■ **Document section**
=====

The point of this notebook is to web-scrape MLS data for at least years 2022 through 2024.

I found a pretty useful set on Kaggle, covering years 1996 - 2022.
I included 2022 in the web-scraping to get a better understanding of how the web-scraping
could possibly fit with that existing data. If possible, it would possibly save me some time
on scraping. However, further exploration is required.

# Essential Libraries + Other

In [1]:
%load_ext autoreload
%autoreload 2

# necessary imports 
import configparser
import os
import sys
import pandas as pd
import sqlite3
import datetime

from bs4 import BeautifulSoup
from pathlib import Path

# for my custom functions
sys.path.insert(0, '../')
import src.data_extraction as de

In [2]:
# pull some variables, paths, and other from a central config.ini file
config = configparser.ConfigParser()
config.read('../src/config.ini')

['../src/config.ini']

In [3]:
# for file saving
today = datetime.datetime.now()
today = today.strftime("%Y_%m_%d")

# the output path is specified in the config.ini file
output = Path(config['paths']['output'])

# I plan on at least collecting data from 2022 to 2024
yearly_directories = [Path(output/f"mls_{year}") for year in range(2022,2026)]

# create output directory and sub-directories if doesnt exist
for directory in yearly_directories+[output]:
    try:
        assert directory.exists()
    except:
        os.mkdir(directory)

# Current Season - 2025
I'm able to start this season off with a clean-slate. I currently have some time before the new season even starts, so 
parts of the team and player information on the website is missing. I'm going to try to set some stuff up for when that
information comes rolling in.

=====

■ **Collected data**
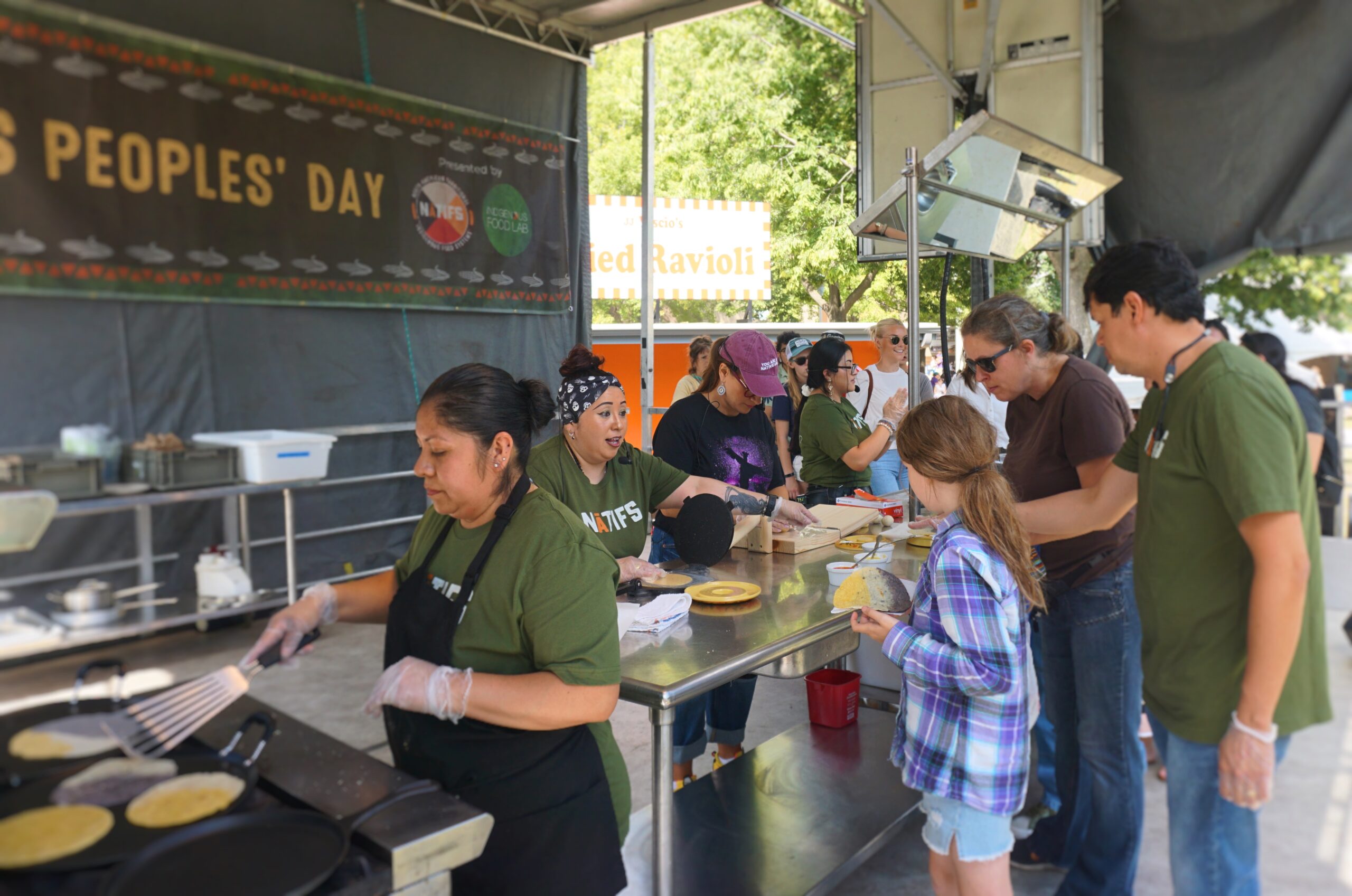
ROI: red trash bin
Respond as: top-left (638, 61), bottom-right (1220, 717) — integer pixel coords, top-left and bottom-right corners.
top-left (804, 669), bottom-right (859, 729)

=====

■ **Set of tasks**
1. In the MLS scraping notebook, shorten the paragraph starting "I found a pretty useful set on Kaggle" into a brief list that keeps its main facts.
2. Repeat word for word everything in the MLS scraping notebook from "# create output" down to "comes rolling in.".
The data here come from a different source than the MLS scraping notebook.

■ **Task-by-task answers**
1.
- A useful Kaggle dataset covers the years 1996 through 2022.
- 2022 was included in the web-scraping to see how the scraped data might fit with that existing set.
- If it fits, that could save some time on scraping.
- More exploration is still needed.

2.
# create output directory and sub-directories if doesnt exist
for directory in yearly_directories+[output]:
    try:
        assert directory.exists()
    except:
        os.mkdir(directory)

# Current Season - 2025
I'm able to start this season off with a clean-slate. I currently have some time before the new season even starts, so 
parts of the team and player information on the website is missing. I'm going to try to set some stuff up for when that
information comes rolling in.